> **Supplied passage**
Check against delivery
Thank you for your kind introduction, it is a pleasure to be here today. I bring the well wishes of Christopher Pyne who was unable to attend today.
Visiting facilities like this, and indeed visiting centres of learning, is one of the great privileges of my job. I spend a great deal of time in schools and I have the privilege, particularly around Victoria, of visiting a great number of these sorts of facilities that were opened with investments of the last few years. And whilst Steve did mention it was an announcement of the previous government, I am compelled to mention that I did call Peter Costello while I was on the way here; I’m not joking with you. Every so often when I’m opening a building that was built with the Higher Education Endowment Fund that he set up back in the days of the Howard government, I do actually call him just to point out that something’s coming to fruition. He did say it was fantastic that he was going to get another building named after him too. So, I do feel compelled to make that point.
One of the reasons in these debates about politics, and this isn’t the time for it, is that when governments have money they have the ability to make additional investments in facilities like this.
Now, I’m not a graduate of this university, indeed I’m not a graduate of anything like science or engineering; I’m an arts graduate from the University of Melbourne that basically studied economics and politics. I had trouble building a breadbox when I was in year nine and ten at school. But what I saw downstairs, you don’t have to be an expert to understand how that sort of equipment is going to change our world.
For the last hundred, the last hundred and ten years our prosperity, our employment, the things we consume, the things that we use, everything from medicines to cars has been based on an industrial model that homogenises, that was based on mass production , that was based on churning out as much as we could at the lowest possible price. And what we see downstairs is how our economic model and how our children are actually going to see the world a little bit differently.
Because whether it is medicines – and I’ve worked in the pharmaceutical sector; rest assured I wasn’t trusted with any of the actual medicines – or whether it is in medical devices, or whether it is in circuitry that we saw one of the machines making, we’re moving into an era that is going to allow a lot more bespoke manufacturing, and that’s going to allow us to do things that we haven’t done before.

> **Material supplied**
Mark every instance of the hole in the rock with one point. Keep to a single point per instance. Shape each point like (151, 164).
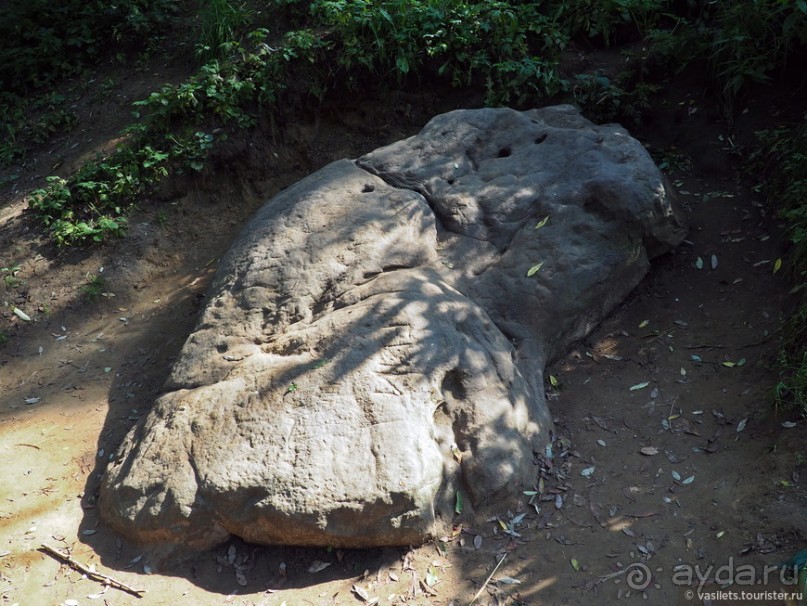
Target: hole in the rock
(452, 385)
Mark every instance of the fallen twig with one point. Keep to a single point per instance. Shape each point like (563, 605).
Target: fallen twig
(95, 576)
(485, 584)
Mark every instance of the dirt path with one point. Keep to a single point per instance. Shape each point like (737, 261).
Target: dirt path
(669, 455)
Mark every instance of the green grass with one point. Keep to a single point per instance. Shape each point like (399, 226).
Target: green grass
(781, 161)
(93, 287)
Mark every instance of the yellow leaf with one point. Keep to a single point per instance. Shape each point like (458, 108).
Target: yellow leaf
(534, 269)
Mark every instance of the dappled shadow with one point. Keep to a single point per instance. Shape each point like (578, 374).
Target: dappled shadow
(317, 298)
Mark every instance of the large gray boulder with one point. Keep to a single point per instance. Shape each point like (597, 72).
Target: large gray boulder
(375, 339)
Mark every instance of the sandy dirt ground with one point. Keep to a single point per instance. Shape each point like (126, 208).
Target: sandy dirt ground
(671, 471)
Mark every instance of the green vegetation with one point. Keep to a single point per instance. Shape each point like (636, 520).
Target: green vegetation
(10, 278)
(509, 50)
(93, 287)
(782, 163)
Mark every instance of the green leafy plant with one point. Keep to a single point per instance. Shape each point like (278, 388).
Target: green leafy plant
(93, 287)
(220, 21)
(781, 162)
(10, 278)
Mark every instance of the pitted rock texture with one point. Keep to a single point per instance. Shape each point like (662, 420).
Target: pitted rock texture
(373, 343)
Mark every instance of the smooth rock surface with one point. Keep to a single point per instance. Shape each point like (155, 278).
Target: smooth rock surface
(373, 343)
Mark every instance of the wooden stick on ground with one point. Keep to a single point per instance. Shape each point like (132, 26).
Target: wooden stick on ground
(485, 584)
(95, 576)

> **Problems to work on**
- A) Can you update the stretch of the speech from "Check against delivery" through "to attend today.", with "pleasure" replaced by "privilege"?
- B) Which areas does the speech's final paragraph name in the statement "we're moving into an era that is going to allow a lot more bespoke manufacturing"?

> **Answer list**
- A)
Check against delivery
Thank you for your kind introduction, it is a privilege to be here today. I bring the well wishes of Christopher Pyne who was unable to attend today.

- B) Medicines, medical devices, and circuitry.